(Point localization data)
=== Begin Enclosure ===

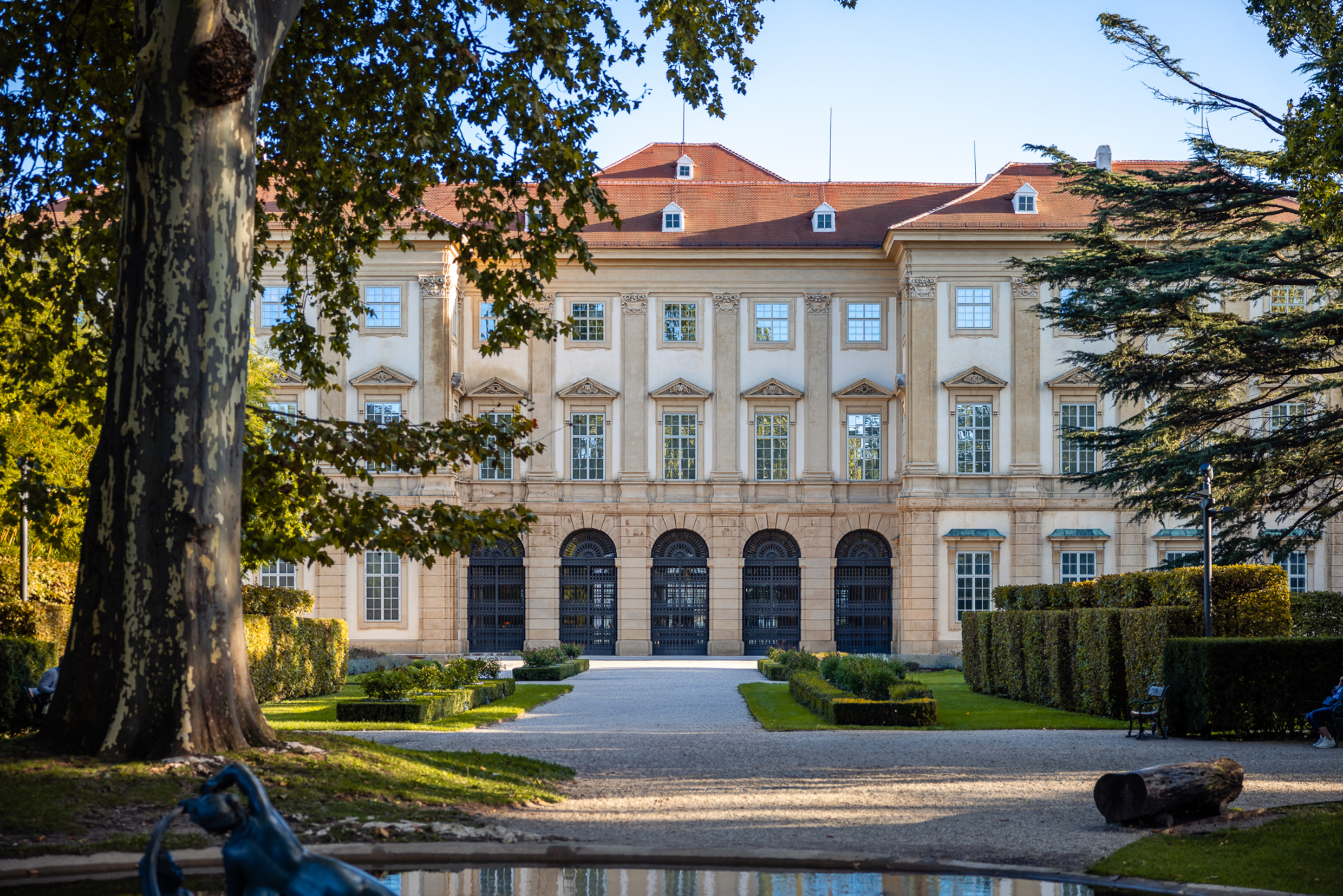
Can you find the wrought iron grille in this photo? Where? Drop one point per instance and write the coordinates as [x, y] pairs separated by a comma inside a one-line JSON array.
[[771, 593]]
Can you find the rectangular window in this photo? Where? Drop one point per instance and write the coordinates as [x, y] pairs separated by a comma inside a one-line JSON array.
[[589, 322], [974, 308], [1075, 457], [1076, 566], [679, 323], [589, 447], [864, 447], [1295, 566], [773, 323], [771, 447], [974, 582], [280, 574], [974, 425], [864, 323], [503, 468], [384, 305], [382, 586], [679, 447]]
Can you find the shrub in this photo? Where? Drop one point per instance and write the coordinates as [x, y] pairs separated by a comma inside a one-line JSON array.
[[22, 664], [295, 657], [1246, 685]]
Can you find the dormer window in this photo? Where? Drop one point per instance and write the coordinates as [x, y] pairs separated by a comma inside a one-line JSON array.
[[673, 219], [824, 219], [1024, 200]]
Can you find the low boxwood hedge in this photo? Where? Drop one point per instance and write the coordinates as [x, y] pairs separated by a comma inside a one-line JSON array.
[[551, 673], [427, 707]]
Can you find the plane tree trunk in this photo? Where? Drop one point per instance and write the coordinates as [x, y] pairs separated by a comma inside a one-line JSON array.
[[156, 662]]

=== End Enclosure ===
=== Begin Enclosure ===

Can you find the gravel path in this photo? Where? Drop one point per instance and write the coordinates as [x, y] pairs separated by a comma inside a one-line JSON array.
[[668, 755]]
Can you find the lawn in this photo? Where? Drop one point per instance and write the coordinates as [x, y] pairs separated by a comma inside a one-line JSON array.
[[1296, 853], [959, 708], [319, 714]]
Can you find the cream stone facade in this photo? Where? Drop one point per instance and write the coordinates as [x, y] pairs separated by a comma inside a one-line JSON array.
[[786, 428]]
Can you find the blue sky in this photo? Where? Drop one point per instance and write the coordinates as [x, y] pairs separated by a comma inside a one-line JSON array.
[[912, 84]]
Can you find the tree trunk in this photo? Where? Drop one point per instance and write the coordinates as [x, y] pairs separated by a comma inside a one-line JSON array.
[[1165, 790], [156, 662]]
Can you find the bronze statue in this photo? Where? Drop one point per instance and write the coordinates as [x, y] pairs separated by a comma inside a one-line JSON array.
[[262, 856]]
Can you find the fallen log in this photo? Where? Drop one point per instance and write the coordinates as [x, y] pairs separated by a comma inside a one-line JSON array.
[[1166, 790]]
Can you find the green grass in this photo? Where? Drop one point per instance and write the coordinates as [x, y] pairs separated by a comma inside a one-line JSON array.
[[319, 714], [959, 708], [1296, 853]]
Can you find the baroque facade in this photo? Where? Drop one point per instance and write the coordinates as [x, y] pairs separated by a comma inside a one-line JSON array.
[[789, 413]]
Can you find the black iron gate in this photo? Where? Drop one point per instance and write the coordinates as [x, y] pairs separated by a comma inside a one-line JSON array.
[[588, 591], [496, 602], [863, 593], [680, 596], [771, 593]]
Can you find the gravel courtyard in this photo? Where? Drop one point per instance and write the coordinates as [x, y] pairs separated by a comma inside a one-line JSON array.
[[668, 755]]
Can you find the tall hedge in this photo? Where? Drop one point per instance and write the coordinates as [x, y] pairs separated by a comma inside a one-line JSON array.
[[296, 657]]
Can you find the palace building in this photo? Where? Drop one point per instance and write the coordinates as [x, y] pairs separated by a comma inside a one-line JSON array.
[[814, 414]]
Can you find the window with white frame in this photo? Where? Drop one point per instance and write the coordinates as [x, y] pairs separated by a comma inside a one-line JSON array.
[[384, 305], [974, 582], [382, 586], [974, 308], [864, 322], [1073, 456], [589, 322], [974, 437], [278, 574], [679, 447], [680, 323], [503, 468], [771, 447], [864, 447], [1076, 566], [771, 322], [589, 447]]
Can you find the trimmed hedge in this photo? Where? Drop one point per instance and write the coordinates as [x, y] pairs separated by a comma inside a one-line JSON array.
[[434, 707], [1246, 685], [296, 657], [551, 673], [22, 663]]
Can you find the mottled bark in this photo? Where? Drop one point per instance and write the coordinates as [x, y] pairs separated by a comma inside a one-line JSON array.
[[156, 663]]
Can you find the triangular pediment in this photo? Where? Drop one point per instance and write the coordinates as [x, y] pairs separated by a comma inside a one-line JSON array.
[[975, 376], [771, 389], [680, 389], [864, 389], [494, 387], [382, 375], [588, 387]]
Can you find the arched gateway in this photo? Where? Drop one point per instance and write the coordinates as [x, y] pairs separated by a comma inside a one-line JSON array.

=== End Enclosure ===
=== Begin Enclosure ===

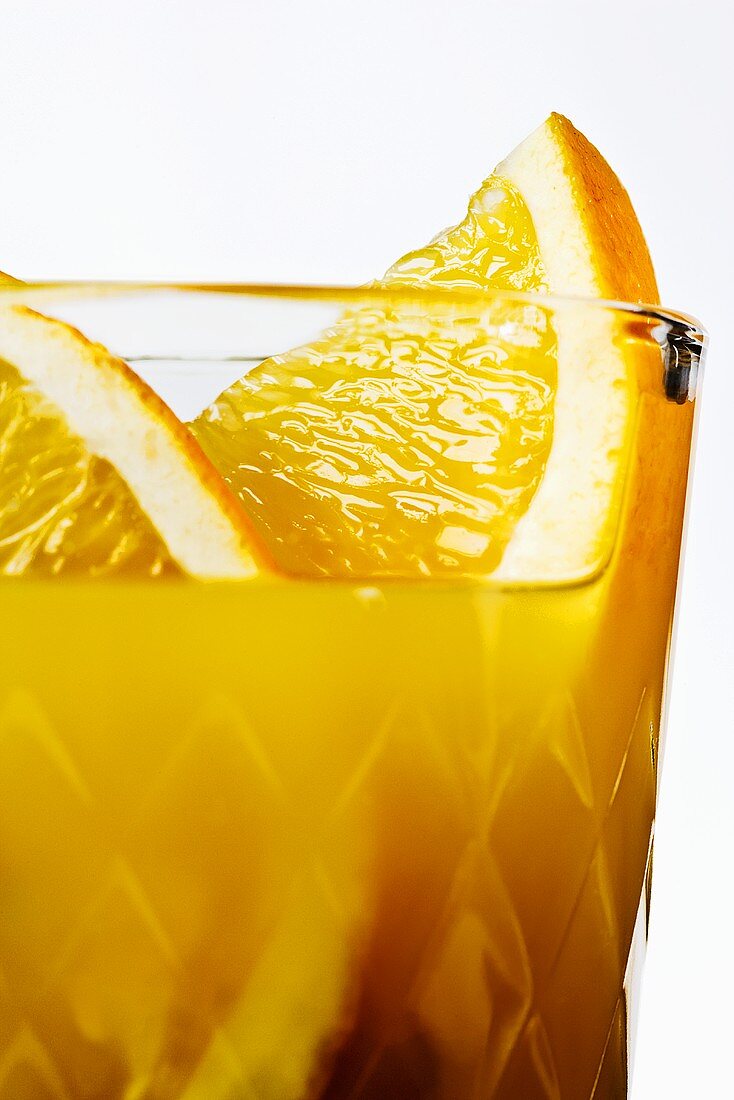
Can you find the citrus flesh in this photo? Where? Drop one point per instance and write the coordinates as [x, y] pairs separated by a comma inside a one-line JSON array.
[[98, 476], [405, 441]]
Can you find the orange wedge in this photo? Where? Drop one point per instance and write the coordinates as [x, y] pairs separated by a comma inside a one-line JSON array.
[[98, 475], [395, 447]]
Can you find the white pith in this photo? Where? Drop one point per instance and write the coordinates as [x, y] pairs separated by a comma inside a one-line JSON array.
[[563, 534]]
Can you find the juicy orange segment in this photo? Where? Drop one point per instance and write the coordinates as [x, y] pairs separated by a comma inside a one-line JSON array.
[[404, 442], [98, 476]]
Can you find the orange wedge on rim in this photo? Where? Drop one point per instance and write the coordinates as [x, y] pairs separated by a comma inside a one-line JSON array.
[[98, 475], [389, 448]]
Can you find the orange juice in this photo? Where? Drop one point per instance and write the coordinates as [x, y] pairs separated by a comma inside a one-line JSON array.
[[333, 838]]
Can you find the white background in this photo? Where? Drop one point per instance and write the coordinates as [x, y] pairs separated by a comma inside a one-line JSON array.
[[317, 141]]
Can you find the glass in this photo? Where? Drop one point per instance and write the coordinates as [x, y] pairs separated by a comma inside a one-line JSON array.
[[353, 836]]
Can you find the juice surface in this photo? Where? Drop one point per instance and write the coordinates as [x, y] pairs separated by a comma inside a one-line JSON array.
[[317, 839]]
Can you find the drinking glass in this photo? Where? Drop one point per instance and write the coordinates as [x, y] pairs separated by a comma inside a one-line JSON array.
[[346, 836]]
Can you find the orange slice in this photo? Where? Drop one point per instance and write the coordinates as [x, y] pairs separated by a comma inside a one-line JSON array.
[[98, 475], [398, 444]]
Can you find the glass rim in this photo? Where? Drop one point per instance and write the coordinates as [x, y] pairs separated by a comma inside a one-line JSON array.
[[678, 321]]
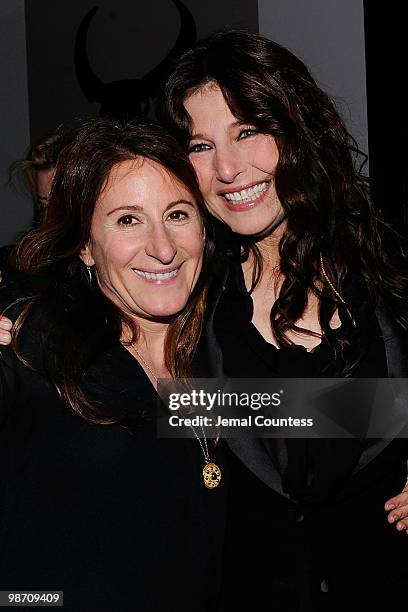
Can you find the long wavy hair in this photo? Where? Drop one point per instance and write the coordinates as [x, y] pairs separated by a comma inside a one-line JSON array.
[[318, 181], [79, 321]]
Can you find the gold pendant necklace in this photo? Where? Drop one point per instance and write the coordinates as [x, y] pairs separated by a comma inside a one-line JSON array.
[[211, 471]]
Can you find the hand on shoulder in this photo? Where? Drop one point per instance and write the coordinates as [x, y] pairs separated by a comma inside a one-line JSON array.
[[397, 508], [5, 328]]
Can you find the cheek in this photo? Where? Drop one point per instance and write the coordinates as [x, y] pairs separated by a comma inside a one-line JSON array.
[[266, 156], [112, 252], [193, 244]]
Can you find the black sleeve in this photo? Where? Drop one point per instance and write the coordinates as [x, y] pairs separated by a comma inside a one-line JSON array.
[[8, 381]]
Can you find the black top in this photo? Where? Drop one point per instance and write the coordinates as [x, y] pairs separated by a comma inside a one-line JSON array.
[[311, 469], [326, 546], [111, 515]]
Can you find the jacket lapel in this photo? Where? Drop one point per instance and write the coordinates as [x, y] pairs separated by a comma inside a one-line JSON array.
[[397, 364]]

=== End Enclosure ===

**Task requirements**. Your answer must be the lines above from the one containing "Can you find the mottled" to the one containing "Can you find the arched", both included, restated word for word.

**Answer section**.
Can you find the mottled bark in this photo? Where? Drop one point per instance and write the coordinates as [x, y] pairs separated by a comma inside a one-line JSON array.
[[156, 663]]
Can you find the triangular pediment in this photo? Where? Drop one point per instance and write the coordinates as [x, y] pairs separated by a comma inside a one-line JSON array.
[[975, 376], [771, 389], [680, 389], [864, 389], [494, 387], [382, 375], [588, 387]]
Can you find the arched gateway in this photo? Where? Drop one point per instance and write the coordinates as [x, y] pairs separated by a comma inside a one-line JSON array.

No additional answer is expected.